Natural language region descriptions
****************
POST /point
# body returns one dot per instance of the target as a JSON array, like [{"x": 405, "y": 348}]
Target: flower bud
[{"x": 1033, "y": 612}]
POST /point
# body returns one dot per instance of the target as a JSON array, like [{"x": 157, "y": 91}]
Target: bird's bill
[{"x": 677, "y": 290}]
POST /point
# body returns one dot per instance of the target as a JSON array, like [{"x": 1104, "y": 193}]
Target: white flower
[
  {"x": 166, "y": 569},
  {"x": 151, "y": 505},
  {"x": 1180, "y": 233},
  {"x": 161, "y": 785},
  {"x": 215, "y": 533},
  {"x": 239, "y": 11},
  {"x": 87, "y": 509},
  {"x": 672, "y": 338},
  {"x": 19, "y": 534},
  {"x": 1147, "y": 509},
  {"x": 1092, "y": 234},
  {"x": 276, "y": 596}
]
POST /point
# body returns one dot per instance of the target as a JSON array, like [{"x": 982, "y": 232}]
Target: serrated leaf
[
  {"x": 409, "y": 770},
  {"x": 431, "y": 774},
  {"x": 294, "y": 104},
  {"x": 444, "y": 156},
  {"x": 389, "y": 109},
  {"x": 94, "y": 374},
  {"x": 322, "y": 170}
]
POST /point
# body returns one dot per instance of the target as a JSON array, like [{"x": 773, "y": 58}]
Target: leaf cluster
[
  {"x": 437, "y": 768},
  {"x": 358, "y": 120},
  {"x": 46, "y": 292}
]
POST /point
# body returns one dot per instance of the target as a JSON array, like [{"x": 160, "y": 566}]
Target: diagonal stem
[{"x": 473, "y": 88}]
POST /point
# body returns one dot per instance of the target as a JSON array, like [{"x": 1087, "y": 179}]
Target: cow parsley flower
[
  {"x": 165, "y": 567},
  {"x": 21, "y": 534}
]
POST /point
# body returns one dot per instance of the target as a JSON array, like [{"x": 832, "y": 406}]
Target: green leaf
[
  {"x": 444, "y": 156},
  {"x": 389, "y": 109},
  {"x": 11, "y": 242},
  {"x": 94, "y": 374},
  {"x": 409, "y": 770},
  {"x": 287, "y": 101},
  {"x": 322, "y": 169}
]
****************
PROBLEM DESCRIPTION
The required answer is each line of the data in which the word "like" appears.

FINISHED EXERCISE
# body returns one dot per instance of the target as a JSON array, like [{"x": 405, "y": 348}]
# body returns one dot per instance of the target as a JSON array, like [{"x": 157, "y": 91}]
# body returns one dot per instance of the target as a JSON array, like [{"x": 1104, "y": 193}]
# body returns one dot per instance of the target as a JSON array, like [{"x": 982, "y": 232}]
# body returns one dot per instance of the target as a JSON array, like [{"x": 773, "y": 58}]
# body returns one dot per instance of the target as a JSON array, like [{"x": 160, "y": 566}]
# body returns one dot per instance of the target as a JSON array, like [{"x": 1087, "y": 179}]
# body returns one dot per instance of the target as a JSON array, like [{"x": 832, "y": 406}]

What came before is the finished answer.